▸ Provided text:
■ ■ ■ ■
CODEWITHSUNDEEP
typescript
LaurentEsc
LaurentEsc

Reputation: 31

TypeScript convert object from type with optional property to type without optional property

I'm new to TypeScript and I am facing a pretty trivial problem. I am using a third party email library that I wrap in a service function that I control. The third party function as well as my service function accept an object with common email configuration properties (to, from, subject, body ...), but the third party function requires all of these while my service lets the from property be optional. See below.

// Third Party Code

type ThirdPartyEmailData = {
  from: string;
  to: string;
  subject: string;
  body: string;
}

const sendEmailWithThirdPartyService = (emailData: ThirdPartyEmailData) => {

  console.log('Sending email from:', emailData);

}

-----------------------------------------------------------------------------

// My Code

type MyEmailData = {
  from?: string;
  to: string;
  subject: string;
  body: string;
}

const sendEmail = (emailData: MyEmailData) => {

  emailData = { from: '[email protected]', ...emailData };

  sendEmailWithThirdPartyService(emailData); // This does not compile

  /**
   * Argument of type 'MyEmailData' is not assignable to parameter of type 'ThirdPartyEmailData'.
   * Property 'from' is optional in type 'MyEmailData' but required in type 'ThirdPartyEmailData'.
   */

}

sendEmail({
  to: '[email protected]',
  subject: 'I <3 TypeScript',
  body: 'But TypeScript hates me'
});

As expected, the above does not compile because the type 'MyEmailData' is not assignable to parameter of type 'ThirdPartyEmailData'. I have been looking for a clean way to convert/change/cast the type of emailData before I pass it to the third party function, but I can'r really find a good way. Below are a few things I came up with, but it does not feel good.
■ ■ ■ ■
▸ Material supplied:
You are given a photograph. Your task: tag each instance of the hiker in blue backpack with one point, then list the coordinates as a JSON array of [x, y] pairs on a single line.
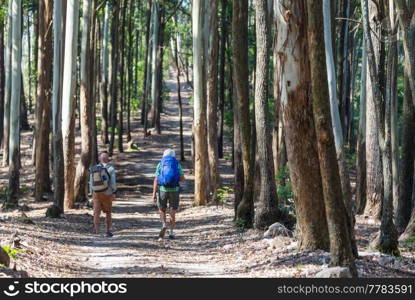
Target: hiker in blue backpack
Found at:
[[168, 174]]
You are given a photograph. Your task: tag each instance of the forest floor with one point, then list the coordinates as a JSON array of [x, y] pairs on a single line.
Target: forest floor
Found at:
[[207, 244]]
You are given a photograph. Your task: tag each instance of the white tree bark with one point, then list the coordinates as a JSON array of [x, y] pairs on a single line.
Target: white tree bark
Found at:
[[7, 87], [331, 75], [154, 70], [58, 165], [199, 121], [16, 88], [68, 105]]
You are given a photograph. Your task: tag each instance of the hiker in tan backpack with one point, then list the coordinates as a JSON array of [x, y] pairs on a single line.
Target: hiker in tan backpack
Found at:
[[103, 186]]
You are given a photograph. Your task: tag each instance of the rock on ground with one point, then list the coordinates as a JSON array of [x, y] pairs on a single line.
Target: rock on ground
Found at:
[[335, 272], [277, 229], [4, 257]]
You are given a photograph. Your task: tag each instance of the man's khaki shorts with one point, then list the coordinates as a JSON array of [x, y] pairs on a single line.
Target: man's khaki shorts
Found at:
[[102, 202], [170, 198]]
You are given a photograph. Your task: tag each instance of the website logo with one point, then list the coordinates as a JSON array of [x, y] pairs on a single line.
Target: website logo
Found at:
[[12, 290]]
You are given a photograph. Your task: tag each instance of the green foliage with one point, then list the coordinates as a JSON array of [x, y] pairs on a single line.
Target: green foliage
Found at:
[[228, 156], [13, 253], [3, 192], [223, 193], [284, 191], [410, 242], [240, 225]]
■ ■ ■ ■
▸ Required tasks:
1/ In the entries, swap "rock" for "stone" in the lines starting at the one containing "tan backpack with" and ending at the one containing "[[335, 272], [277, 229], [4, 257]]". Return only those lines, with everything else left as it is.
2/ Extend the TypeScript question about the optional property from where it stops.

▸ Outputs:
1/
You are given a photograph. Your task: tag each instance of the hiker in tan backpack with one point, then list the coordinates as a JSON array of [x, y] pairs on a single line.
Target: hiker in tan backpack
Found at:
[[103, 186]]
You are given a photograph. Your task: tag each instance of the stone on ground with one point, then list the coordinates as a JSON array of [x, y] pairs on a single line.
Target: stone on ground
Found at:
[[335, 272], [277, 229], [4, 257]]

2/
Solution 1: just cast to the third party type

// My Code

const sendEmail = (emailData: MyEmailData) => {

  // If you remove the line below the program still compiles but breaks at runtime
  emailData = { from: '[email protected]', ...emailData };

  sendEmailWithThirdPartyService(<ThirdPartyEmailData>emailData); // This compiles

}

Solution 2: use a type guard to ensure the from property is present

// My Code

const sendEmail = (emailData: MyEmailData) => {

  emailData = { from: '[email protected]', ...emailData };

  // By using the type guard, we ensure that the type of emailData overlaps ThirdPartyEmailData
  if (! hasFromProperty(emailData)) throw new Error('From property is missing');

  sendEmailWithThirdPartyService(emailData); // This compiles

}

-----------------------------------------------------------------------------

// Utilities

/** Utility to make certain keys of a type required */
type RequiredKeys<T, K extends keyof T> = Exclude<T, K> & Required<Pick<T, K>>

/** Typeguard for property 'from' in MyEmailData */
const hasFromProperty = (data: MyEmailData): data is RequiredKeys<MyEmailData, 'from'> => {

  return 'from' in data;

}

This looks like a very common problem, yet I have not been able to find a satisfying solution. What can you recommend ?

Upvotes: 3

Views: 1499

Answers (1)

HTN
HTN

Reputation: 3604

You should avoid mutating a parameter. In your case, the solution is simple:

const sendEmail = (emailData: MyEmailData) => {
  const thirdPartyEmailData: ThirdPartyEmailData  = { from: '[email protected]', ...emailData };
  sendEmailWithThirdPartyService(thirdPartyEmailData);
}

It works even without declaring the type of thirdPartyEmailData const thirdPartyEmailData = { from: '[email protected]', ...emailData }; as it is inferred.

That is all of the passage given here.